Directive: Reproduce the following lines verbatim, from the first to the last.

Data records

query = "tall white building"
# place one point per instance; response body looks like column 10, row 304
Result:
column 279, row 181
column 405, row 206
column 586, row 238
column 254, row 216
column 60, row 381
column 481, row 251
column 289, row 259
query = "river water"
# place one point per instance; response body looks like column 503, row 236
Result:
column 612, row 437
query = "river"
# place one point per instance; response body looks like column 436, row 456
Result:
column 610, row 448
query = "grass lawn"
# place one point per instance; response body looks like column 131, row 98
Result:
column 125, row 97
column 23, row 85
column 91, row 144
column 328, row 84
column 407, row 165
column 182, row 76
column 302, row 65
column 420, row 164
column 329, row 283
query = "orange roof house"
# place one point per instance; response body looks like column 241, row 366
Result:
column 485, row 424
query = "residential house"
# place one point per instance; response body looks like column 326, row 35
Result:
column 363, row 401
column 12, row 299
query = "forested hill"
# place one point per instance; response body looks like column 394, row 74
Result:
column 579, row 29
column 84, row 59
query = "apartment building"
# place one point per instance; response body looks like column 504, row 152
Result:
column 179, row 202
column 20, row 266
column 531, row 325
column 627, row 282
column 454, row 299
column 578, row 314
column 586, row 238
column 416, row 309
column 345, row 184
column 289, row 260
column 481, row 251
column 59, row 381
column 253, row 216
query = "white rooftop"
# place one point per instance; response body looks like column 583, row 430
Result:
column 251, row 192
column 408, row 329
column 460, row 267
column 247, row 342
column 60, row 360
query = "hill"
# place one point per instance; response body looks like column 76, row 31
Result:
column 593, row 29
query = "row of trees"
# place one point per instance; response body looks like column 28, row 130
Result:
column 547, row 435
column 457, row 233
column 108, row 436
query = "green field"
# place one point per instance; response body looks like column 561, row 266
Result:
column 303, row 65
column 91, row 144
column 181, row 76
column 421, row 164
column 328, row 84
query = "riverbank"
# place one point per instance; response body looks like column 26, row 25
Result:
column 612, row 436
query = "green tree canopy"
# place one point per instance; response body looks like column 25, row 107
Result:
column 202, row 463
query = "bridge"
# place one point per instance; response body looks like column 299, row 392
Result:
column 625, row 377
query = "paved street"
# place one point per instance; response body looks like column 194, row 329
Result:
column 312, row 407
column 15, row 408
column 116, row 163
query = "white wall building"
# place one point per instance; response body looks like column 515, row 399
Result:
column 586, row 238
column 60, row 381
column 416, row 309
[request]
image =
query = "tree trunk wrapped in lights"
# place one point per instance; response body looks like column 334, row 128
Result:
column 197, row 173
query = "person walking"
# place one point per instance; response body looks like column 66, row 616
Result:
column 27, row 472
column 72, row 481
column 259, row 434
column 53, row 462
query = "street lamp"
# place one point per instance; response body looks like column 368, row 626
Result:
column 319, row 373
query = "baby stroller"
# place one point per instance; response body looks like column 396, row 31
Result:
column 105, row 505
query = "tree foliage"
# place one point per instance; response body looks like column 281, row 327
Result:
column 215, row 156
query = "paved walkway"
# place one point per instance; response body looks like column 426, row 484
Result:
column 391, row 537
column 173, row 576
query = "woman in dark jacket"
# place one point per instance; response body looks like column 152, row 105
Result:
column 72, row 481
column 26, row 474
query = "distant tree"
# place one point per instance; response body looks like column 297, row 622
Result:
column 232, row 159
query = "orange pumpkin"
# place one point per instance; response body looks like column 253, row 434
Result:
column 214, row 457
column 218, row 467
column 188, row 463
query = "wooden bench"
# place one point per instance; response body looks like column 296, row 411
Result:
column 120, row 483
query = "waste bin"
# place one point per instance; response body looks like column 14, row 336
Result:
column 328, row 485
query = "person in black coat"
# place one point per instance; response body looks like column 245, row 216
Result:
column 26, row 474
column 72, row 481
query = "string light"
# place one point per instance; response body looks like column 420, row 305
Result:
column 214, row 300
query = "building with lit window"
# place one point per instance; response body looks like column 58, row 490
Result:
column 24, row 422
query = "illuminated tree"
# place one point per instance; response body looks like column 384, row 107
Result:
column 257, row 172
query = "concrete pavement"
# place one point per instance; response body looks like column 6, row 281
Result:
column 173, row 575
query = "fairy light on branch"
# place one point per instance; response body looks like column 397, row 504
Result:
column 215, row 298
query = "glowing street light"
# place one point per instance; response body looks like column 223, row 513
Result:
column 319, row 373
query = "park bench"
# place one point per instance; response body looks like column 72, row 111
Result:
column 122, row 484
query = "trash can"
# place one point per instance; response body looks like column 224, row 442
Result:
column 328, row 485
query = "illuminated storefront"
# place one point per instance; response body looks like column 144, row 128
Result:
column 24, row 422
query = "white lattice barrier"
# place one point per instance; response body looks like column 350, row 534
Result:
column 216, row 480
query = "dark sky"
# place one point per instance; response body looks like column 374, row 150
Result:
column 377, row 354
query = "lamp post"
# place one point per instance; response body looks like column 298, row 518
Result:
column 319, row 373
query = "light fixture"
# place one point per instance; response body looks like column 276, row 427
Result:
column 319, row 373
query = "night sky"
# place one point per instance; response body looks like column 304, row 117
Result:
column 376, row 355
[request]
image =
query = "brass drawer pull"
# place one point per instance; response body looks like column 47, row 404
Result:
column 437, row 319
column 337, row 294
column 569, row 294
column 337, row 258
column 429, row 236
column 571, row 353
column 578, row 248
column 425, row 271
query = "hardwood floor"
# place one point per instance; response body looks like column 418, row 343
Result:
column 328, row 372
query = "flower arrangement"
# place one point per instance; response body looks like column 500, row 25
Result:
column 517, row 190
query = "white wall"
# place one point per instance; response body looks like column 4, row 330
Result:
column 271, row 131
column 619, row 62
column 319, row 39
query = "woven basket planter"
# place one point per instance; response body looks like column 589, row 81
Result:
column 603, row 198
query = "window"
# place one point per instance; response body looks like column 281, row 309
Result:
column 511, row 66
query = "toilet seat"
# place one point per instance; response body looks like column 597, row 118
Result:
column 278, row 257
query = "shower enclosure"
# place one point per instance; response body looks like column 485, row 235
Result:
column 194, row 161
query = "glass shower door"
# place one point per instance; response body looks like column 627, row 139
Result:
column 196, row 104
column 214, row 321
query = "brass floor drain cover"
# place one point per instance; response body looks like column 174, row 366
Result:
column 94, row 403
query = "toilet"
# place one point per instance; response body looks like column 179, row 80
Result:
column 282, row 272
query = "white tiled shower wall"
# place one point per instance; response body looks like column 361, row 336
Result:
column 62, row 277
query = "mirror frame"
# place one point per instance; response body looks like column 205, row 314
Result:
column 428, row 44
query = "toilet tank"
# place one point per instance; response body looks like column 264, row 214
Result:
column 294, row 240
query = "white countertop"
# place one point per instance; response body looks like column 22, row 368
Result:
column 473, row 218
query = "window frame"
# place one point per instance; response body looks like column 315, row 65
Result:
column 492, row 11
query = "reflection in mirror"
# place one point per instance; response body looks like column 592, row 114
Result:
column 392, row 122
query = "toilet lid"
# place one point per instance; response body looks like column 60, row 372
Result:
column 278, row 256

Task answer:
query = "tall white building"
# place one point per instance; response body looks like column 10, row 304
Result:
column 279, row 181
column 405, row 206
column 586, row 238
column 254, row 216
column 60, row 381
column 481, row 251
column 289, row 259
query = "river water"
# place one point per instance; response body looks like column 503, row 236
Result:
column 612, row 437
query = "river"
# place one point per instance; response body looks like column 436, row 456
Result:
column 610, row 448
query = "grass lawn"
# place one point per instance; response body looks like column 131, row 98
Result:
column 125, row 97
column 23, row 85
column 91, row 144
column 328, row 84
column 407, row 165
column 182, row 76
column 302, row 65
column 420, row 164
column 329, row 283
query = "orange roof house"
# place one point per instance; response body looks like column 241, row 366
Result:
column 485, row 424
query = "residential house"
# place one point per instance; response body looks like column 326, row 35
Result:
column 363, row 401
column 12, row 299
query = "forested hill"
# place one point per instance; response body looks like column 394, row 74
Result:
column 579, row 29
column 84, row 59
query = "apartment building"
# place one point per instance; response body looks like column 504, row 152
Result:
column 179, row 202
column 20, row 266
column 531, row 325
column 627, row 282
column 454, row 299
column 578, row 314
column 586, row 238
column 416, row 309
column 345, row 184
column 289, row 260
column 481, row 251
column 59, row 381
column 253, row 216
query = "white rooftop"
# place one point per instance; response body looks like column 583, row 430
Result:
column 251, row 192
column 408, row 329
column 460, row 267
column 247, row 342
column 60, row 360
query = "hill"
# place one point per instance; response body looks like column 76, row 31
Result:
column 593, row 29
query = "row of trees"
# place one point per instance; response body looks like column 28, row 130
Result:
column 547, row 435
column 457, row 233
column 108, row 436
query = "green field"
# place one point per instance; response body looks like column 561, row 266
Result:
column 303, row 65
column 91, row 144
column 181, row 76
column 421, row 164
column 328, row 84
query = "riverbank"
# place one point per instance; response body looks like column 26, row 25
Result:
column 612, row 436
query = "green tree canopy"
# place one point per instance; response body looks like column 25, row 107
Result:
column 202, row 463
query = "bridge"
# place one point per instance; response body looks like column 299, row 392
Result:
column 625, row 377
query = "paved street"
# place one point per instance; response body looks like column 194, row 329
Result:
column 312, row 407
column 15, row 408
column 116, row 163
query = "white wall building"
# place one point per instance; response body looks like column 515, row 399
Result:
column 586, row 238
column 60, row 381
column 416, row 309
[request]
image =
query = "tree trunk wrapped in lights"
# place one point per instance; response body looks like column 334, row 128
Result:
column 197, row 173
query = "person walking"
# place one point per instance; response body looks like column 66, row 616
Result:
column 27, row 472
column 72, row 481
column 259, row 434
column 53, row 462
query = "street lamp"
# place one point per instance; response body looks like column 368, row 626
Result:
column 319, row 373
query = "baby stroller"
# place one point per instance; response body looks like column 396, row 31
Result:
column 105, row 505
query = "tree foliage"
# place one point per instance; response body looks like column 281, row 327
Result:
column 215, row 156
query = "paved walkway"
# place one point per instance; response body looks like column 426, row 484
Result:
column 391, row 537
column 173, row 576
query = "woman in dark jacket"
# place one point per instance; response body looks like column 152, row 105
Result:
column 72, row 481
column 26, row 474
query = "distant tree"
# place one point per instance; response body looks like column 297, row 622
Result:
column 232, row 159
query = "orange pumpkin"
# place one point per instance; response body looks like column 253, row 434
Result:
column 214, row 457
column 218, row 467
column 188, row 463
query = "wooden bench"
# place one point per instance; response body looks like column 296, row 411
Result:
column 120, row 483
query = "waste bin"
# place one point per instance; response body looks like column 14, row 336
Result:
column 328, row 485
query = "person in black coat"
# place one point per instance; response body looks like column 245, row 216
Result:
column 26, row 474
column 72, row 481
query = "string light"
# place one point per instance; response body looks like column 420, row 305
Result:
column 214, row 300
query = "building with lit window"
# place one point per instance; response body looks like column 58, row 490
Result:
column 24, row 422
query = "illuminated tree"
# place one point per instance; response body looks like column 384, row 107
Result:
column 257, row 172
query = "concrete pavement"
# place one point per instance; response body looks like column 6, row 281
Result:
column 173, row 575
query = "fairy light on branch"
# place one point per instance; response body looks like column 397, row 504
Result:
column 215, row 298
query = "glowing street light"
# place one point per instance; response body looks like column 223, row 513
Result:
column 319, row 373
query = "park bench"
# place one point per instance; response body looks like column 72, row 111
Result:
column 122, row 484
query = "trash can"
# place one point per instance; response body looks like column 224, row 442
Result:
column 328, row 485
query = "illuminated storefront"
# place one point per instance; response body looks like column 144, row 128
Result:
column 24, row 422
query = "white lattice barrier"
# place one point per instance; response body looks like column 350, row 534
Result:
column 216, row 480
query = "dark sky"
# place one point per instance; response body looks like column 374, row 150
Result:
column 377, row 354
query = "lamp post"
# place one point per instance; response body looks like column 298, row 518
Result:
column 319, row 373
query = "light fixture"
# place one point per instance; response body looks like column 276, row 427
Result:
column 319, row 373
query = "night sky"
# place one point per instance; response body looks like column 304, row 117
Result:
column 376, row 355
[request]
image =
query = "brass drawer pull"
# place one point per instance; response body looks like column 47, row 404
Result:
column 437, row 319
column 337, row 294
column 569, row 294
column 337, row 258
column 429, row 236
column 571, row 353
column 578, row 248
column 425, row 271
query = "hardwood floor"
# place one point per instance; response body looks like column 418, row 343
Result:
column 328, row 372
query = "flower arrangement"
# place one point per instance; response body looks like column 500, row 25
Result:
column 517, row 190
query = "white wall"
# place one point per instance; response body looks like column 4, row 330
Result:
column 271, row 131
column 619, row 62
column 319, row 39
query = "woven basket planter"
# place one point per instance; response body looks like column 589, row 81
Result:
column 603, row 198
query = "window"
# place one point per instance; response body looks like column 281, row 309
Result:
column 511, row 66
query = "toilet seat"
# place one point per instance; response body looks like column 597, row 118
Result:
column 278, row 257
query = "shower enclosure"
# place one point per instance; response body looks like column 485, row 235
Result:
column 194, row 161
query = "glass shower door"
# place one point per instance; response body looks like column 627, row 139
Result:
column 196, row 104
column 214, row 321
query = "brass floor drain cover"
# place one point per instance; response body looks like column 174, row 366
Result:
column 94, row 403
query = "toilet"
# place one point per instance; response body looks like column 179, row 80
Result:
column 282, row 272
query = "white tiled shower wall"
# place one point per instance; response body looks like column 361, row 336
Result:
column 62, row 277
query = "mirror frame"
# place one point per instance; response body looks like column 205, row 314
Result:
column 428, row 44
query = "toilet tank"
# place one point per instance; response body looks like column 264, row 214
Result:
column 294, row 240
query = "white countertop"
# place one point per instance; response body looks like column 22, row 368
Result:
column 473, row 218
query = "window frame"
# place one point per instance; response body looks like column 315, row 65
Result:
column 492, row 11
query = "reflection in mirror"
# place one point per instance; response body looks like column 592, row 114
Result:
column 392, row 122
query = "toilet lid"
# place one point per instance; response body looks like column 60, row 372
Result:
column 278, row 256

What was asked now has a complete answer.